## 文档节选
__________________________________________________
邓攀, 王泽民, 安家春, 张辛, 于秋则, 孙伟. 利用小波分解的GNSS-R雪厚反演改进算法[J]. 武汉大学学报 ( 信息科学版), 2021, 46(6): 863-870. DOI: 10.13203/j.whugis20190181
引用本文: 邓攀, 王泽民, 安家春, 张辛, 于秋则, 孙伟. 利用小波分解的GNSS-R雪厚反演改进算法[J]. 武汉大学学报 ( 信息科学版), 2021, 46(6): 863-870. DOI: 10.13203/j.whugis20190181
DENG Pan, WANG Zemin, AN Jiachun, ZHANG Xin, YU Qiuze, SUN Wei. An Improved Algorithm Based on Wavelet Decomposition to Retrieve Snow Depth Using GNSS-R Signals[J]. Geomatics and Information Science of Wuhan University, 2021, 46(6): 863-870. DOI: 10.13203/j.whugis20190181
Citation: DENG Pan, WANG Zemin, AN Jiachun, ZHANG Xin, YU Qiuze, SUN Wei. An Improved Algorithm Based on Wavelet Decomposition to Retrieve Snow Depth Using GNSS-R Signals[J]. Geomatics and Information Science of Wuhan University, 2021, 46(6): 863-870. DOI: 10.13203/j.whugis20190181

利用小波分解的GNSS-R雪厚反演改进算法

An Improved Algorithm Based on Wavelet Decomposition to Retrieve Snow Depth Using GNSS-R Signals

  • 摘要: 基于全球导航卫星系统反射测量(global navigation satellite system reflectometry, GNSS-R)数据的雪厚反演具有低成本、低功耗、全天时采集数据的特点, 但利用GNSS信噪比观测值进行雪厚反演时, 观测值受噪声信号功率影响较大, 反演精度较低。基于此, 提出一种基于小波分解的雪厚反演改进算法, 利用小波分解良好的去噪效果, 在不改变原始信号中的频率组成的情况下, 较好地将噪声功率与信号功率分离。通过北极黄河站2017年年积日第32—100天采集的信噪比数据对此算法进行验证, 由于黄河站雪厚变化复杂, 同时对比分析了不同积雪状态下该算法的适用性。结果表明, 所提反演算法与现有的雪厚反演算法相比, 单天时间尺度上的反演结果与实测值的最大偏差由13.71 cm下降到9.43 cm, 反演结果与实测值的中误差由7.08 cm下降到5.98 cm, 反演结果本身的标准差由8.19 cm下降到7.07 cm, 数据利用率由82.60%提升到89.31%。在雪面消融、积累、稳定时, 反演结果与实测值的中误差分别由9.02 cm、10.30 cm、7.59 cm下降到5.82 cm、5.64 cm、7.17 cm, 平均绝对误差分别由6.77 cm、7.52 cm、7.00 cm下降到5.39 cm、4.72 cm、6.73 cm。可见, 在复杂的积雪变化下, 所提改进算法反演结果的精度和可靠性有明显的改善。

     

    Abstract:
      Objectives  Snow depth retrieval using global navigation satellite system (GNSS) reflected signals has the characteristics of low cost, low power consumption and all-day data collection. Because the signal-to-noise ratio (SNR) observations of GNSS are greatly affected by the noise power, we aim to retrieve snow depth in low noise and analyze snow depth variations in different snow surface characteristics.
__________________________________________________
## 任务要求
1: 根据GNSS-R雪厚反演文档节选，与现有算法相比，所提改进算法把数据利用率从多少提升到多少？
2: 请将GNSS-R雪厚反演文档节选中的这句话译成英语："基于此, 提出一种基于小波分解的雪厚反演改进算法, 利用小波分解良好的去噪效果, 在不改变原始信号中的频率组成的情况下, 较好地将噪声功率与信号功率分离。"
3: 从GNSS-R雪厚反演文档节选的末句之后接着往下写。
这些记录取自另一来源。

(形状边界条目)
__________________________________________________
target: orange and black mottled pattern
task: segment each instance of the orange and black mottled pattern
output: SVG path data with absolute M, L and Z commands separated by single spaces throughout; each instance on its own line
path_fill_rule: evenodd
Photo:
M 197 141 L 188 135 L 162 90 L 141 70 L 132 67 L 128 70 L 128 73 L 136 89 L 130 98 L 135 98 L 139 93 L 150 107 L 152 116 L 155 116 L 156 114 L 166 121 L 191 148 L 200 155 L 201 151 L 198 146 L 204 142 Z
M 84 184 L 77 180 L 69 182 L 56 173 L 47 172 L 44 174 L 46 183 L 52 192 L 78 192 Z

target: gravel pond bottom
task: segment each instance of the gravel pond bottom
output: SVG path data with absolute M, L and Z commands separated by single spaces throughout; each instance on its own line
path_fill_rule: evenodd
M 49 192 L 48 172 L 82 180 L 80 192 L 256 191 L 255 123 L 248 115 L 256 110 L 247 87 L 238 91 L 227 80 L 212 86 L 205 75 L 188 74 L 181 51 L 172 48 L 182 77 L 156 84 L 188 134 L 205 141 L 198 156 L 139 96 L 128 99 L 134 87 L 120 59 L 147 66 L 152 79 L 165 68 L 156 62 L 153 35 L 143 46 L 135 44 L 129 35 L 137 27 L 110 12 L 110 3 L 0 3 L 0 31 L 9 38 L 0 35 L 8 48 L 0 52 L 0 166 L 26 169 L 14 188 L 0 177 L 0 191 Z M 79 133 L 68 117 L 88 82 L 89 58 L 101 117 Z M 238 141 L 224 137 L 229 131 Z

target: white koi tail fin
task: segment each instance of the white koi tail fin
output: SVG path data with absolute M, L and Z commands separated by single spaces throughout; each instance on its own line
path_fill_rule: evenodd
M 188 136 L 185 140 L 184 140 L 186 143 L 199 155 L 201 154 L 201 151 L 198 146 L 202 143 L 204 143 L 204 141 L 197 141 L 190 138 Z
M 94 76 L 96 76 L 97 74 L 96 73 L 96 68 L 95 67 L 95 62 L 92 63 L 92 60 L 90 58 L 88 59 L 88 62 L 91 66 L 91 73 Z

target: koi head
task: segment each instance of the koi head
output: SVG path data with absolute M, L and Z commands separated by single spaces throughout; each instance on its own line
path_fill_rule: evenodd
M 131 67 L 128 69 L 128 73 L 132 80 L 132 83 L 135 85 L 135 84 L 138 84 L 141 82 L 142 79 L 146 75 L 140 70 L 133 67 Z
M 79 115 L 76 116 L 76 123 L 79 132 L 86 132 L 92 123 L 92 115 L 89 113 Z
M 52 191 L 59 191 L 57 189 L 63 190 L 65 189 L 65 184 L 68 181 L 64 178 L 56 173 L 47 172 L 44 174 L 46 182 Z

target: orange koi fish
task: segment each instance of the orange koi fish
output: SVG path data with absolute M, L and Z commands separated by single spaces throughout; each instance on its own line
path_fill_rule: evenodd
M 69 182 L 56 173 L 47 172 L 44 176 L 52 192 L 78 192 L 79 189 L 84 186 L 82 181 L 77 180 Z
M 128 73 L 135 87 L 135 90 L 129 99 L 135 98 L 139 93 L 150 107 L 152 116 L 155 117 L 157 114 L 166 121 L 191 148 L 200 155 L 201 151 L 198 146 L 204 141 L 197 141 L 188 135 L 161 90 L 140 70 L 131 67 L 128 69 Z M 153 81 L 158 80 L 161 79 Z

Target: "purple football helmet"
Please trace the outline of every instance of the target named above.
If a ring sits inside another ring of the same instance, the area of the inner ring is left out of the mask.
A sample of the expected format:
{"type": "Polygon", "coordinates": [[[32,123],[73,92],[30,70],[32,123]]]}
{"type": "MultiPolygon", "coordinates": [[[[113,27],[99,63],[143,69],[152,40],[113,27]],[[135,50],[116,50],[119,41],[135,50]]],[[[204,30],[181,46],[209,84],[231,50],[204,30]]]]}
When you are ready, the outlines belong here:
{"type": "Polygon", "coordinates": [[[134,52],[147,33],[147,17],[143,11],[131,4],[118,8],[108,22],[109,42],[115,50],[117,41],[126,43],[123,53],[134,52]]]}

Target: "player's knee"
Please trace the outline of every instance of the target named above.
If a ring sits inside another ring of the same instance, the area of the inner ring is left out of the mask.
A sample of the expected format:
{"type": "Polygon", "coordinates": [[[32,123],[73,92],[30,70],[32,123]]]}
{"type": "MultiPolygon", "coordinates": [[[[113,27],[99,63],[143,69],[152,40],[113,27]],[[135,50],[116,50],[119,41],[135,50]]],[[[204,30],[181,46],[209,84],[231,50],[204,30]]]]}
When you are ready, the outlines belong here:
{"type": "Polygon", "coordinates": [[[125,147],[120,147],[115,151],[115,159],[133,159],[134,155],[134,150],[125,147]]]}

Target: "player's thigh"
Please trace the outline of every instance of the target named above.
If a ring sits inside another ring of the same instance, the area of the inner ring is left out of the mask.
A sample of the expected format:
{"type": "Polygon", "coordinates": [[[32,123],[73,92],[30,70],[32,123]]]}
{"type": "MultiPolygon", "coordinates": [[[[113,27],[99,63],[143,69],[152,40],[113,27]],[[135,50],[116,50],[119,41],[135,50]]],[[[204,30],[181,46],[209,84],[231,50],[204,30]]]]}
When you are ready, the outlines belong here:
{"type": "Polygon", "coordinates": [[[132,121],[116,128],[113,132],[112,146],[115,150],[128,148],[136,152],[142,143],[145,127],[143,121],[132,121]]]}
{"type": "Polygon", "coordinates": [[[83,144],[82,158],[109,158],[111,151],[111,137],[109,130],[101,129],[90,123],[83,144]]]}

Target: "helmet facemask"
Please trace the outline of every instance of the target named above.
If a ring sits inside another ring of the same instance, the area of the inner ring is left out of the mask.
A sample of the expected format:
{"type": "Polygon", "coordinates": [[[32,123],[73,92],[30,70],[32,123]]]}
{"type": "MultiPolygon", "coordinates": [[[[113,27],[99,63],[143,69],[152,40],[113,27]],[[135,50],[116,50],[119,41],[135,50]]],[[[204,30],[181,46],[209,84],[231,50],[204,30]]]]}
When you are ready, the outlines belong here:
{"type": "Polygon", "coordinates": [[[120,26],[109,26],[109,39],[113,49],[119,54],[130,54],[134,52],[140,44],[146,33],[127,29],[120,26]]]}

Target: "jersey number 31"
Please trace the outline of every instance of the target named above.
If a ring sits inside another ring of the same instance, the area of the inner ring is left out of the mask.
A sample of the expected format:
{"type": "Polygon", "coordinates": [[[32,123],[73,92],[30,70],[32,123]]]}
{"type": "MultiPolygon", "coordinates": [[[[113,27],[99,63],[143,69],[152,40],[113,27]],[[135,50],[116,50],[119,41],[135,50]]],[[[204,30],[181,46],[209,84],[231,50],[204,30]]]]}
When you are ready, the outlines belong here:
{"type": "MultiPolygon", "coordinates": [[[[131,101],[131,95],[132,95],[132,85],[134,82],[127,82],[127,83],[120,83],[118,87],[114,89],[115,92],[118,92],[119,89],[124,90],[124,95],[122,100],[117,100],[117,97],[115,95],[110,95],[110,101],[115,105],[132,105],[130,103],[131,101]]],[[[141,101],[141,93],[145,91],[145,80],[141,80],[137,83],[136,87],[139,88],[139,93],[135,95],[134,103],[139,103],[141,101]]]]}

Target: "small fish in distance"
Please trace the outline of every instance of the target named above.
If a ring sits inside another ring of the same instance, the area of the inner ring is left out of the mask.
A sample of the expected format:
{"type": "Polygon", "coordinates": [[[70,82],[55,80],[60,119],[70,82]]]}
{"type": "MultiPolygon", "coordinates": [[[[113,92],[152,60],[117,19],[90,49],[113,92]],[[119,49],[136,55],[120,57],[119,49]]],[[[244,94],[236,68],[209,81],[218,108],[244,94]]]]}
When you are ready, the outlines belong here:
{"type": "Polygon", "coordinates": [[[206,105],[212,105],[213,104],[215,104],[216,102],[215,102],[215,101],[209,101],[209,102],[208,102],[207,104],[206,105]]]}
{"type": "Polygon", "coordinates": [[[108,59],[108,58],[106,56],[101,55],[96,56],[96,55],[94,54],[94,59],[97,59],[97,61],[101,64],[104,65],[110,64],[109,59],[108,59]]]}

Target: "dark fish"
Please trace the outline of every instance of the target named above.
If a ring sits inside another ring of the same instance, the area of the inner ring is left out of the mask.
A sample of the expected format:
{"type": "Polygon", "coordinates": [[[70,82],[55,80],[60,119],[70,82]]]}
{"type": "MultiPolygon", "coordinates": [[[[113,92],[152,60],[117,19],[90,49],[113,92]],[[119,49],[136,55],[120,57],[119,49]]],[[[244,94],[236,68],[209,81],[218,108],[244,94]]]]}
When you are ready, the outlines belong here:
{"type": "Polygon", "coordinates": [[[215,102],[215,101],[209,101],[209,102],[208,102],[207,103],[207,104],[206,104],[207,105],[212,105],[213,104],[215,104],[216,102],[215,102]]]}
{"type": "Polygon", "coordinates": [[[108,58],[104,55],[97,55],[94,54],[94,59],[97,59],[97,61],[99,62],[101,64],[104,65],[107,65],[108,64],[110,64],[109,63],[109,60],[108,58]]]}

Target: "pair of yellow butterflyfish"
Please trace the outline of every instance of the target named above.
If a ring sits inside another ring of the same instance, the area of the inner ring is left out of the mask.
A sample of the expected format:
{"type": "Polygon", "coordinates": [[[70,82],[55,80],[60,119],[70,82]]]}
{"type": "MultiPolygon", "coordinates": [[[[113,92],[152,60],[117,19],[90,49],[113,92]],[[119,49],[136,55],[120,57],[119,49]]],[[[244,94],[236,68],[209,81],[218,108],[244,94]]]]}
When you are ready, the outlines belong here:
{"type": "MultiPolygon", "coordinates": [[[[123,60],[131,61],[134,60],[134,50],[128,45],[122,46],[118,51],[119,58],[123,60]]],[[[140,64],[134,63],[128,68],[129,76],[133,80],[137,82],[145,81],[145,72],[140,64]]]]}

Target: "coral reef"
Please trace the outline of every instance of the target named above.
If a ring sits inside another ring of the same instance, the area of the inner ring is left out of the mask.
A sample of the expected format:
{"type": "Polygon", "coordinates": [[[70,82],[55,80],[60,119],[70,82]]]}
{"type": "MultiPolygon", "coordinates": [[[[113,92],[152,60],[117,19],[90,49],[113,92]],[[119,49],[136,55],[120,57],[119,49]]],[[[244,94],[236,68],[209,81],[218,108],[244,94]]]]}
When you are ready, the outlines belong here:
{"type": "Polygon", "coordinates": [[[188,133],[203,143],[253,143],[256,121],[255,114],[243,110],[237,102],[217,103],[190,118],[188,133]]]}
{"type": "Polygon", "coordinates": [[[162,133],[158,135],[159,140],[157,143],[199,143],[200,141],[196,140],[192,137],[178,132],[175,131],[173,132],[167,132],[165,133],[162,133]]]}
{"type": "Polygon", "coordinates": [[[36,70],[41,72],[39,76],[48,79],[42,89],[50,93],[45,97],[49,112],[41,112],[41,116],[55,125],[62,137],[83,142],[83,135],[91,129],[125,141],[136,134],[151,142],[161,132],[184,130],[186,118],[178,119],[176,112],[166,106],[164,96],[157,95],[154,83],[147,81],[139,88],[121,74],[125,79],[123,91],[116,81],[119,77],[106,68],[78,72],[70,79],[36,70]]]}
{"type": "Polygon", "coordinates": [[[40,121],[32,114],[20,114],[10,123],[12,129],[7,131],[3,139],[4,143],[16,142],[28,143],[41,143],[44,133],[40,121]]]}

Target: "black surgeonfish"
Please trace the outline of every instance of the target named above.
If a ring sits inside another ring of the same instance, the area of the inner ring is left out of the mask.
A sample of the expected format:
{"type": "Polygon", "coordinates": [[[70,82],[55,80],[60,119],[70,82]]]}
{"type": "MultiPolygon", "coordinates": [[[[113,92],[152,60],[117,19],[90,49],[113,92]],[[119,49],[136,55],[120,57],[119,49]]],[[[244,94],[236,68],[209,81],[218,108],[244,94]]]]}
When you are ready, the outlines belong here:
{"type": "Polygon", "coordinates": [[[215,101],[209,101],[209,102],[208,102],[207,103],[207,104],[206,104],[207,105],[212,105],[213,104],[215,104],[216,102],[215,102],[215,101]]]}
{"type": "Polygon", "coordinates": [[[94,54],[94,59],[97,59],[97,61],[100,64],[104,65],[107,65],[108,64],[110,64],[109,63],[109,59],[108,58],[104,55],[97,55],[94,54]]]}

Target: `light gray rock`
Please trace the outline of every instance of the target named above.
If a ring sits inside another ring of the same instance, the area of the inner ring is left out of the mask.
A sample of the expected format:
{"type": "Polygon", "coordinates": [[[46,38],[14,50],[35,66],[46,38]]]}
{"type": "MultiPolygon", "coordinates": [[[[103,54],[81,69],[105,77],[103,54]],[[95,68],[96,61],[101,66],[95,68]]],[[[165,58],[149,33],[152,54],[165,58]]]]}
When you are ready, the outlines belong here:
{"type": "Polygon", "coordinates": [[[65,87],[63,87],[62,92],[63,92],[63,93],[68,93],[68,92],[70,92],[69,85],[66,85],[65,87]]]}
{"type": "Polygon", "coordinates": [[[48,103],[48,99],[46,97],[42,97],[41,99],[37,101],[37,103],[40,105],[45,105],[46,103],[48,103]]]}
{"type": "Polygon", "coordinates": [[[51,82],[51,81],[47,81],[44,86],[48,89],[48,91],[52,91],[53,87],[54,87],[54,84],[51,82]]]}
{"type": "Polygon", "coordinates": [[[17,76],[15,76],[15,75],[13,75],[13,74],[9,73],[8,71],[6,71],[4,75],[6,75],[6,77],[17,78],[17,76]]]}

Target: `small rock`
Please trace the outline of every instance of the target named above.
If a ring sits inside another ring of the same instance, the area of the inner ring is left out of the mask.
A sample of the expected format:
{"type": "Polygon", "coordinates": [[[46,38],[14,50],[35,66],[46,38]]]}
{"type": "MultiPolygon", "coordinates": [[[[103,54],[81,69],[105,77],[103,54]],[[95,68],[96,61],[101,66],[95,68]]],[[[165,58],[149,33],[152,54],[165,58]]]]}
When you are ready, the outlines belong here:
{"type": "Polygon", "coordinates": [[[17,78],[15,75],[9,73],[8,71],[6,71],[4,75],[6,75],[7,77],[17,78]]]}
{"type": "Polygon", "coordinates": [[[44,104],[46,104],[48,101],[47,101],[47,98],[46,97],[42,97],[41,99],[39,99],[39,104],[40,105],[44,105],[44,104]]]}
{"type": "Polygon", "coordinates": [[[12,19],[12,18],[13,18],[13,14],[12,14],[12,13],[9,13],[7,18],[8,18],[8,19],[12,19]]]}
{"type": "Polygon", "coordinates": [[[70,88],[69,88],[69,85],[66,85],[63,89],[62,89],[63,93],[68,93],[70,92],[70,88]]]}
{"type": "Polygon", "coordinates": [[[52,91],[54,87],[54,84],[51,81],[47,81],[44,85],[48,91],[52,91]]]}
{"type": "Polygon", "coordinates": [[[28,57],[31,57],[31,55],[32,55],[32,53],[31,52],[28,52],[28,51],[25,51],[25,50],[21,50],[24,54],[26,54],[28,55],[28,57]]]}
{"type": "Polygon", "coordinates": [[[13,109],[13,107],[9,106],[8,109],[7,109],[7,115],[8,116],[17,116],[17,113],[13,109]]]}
__________________________________________________
## 各题答案
1: 从82.60%提升到89.31%。

2: On this basis, an improved snow depth retrieval algorithm based on wavelet decomposition is proposed, which uses the good denoising effect of wavelet decomposition to separate noise power from signal power effectively without changing the frequency composition of the original signal.

3:
      Methods  An improved algorithm is proposed to retrieve snow depth by introducing wavelet decomposition before spectral analysis, which can effectively separate the noise power from the signal power without changing the frequency composition of the original signal. This algorithm is verified by the SNR data collected at the Arctic Yellow River Station in the Winter and Spring of 2017. Furthermore, considering the complex variation of snow depth at the Yellow River Station, the applicability of this improved algorithm under different snow surface conditions was analyzed.
      Results  Compared with the original algorithm, the maximum bias of the improved algorithm between the estimation and the measurement decreases from 13.71 cm to 9.43 cm, the root mean squared error (RMSE) decreases from 7.08 cm to 5.98 cm, the standard deviation decreases from 8.19 cm to 7.07 cm, and the data utilization rate increases from 82.60% to 89.31%. In the snow surface conditions of ablation, accumulation and stabilization, the RMSE of improved algorithm decreases from 9.02 cm, 10.30 cm, 7.59 cm to 5.82 cm, 5.64 cm, 7.17 cm, and mean absolute error decreases from 6.77 cm, 7.52 cm, 7.00 cm to 5.39 cm, 4.72 cm, 6.73 cm, respectively.
      Conclusions  It can be seen that the proposed algorithm can provide more accurate and reliable snow depth even if in the conditions of ablation and accumulation.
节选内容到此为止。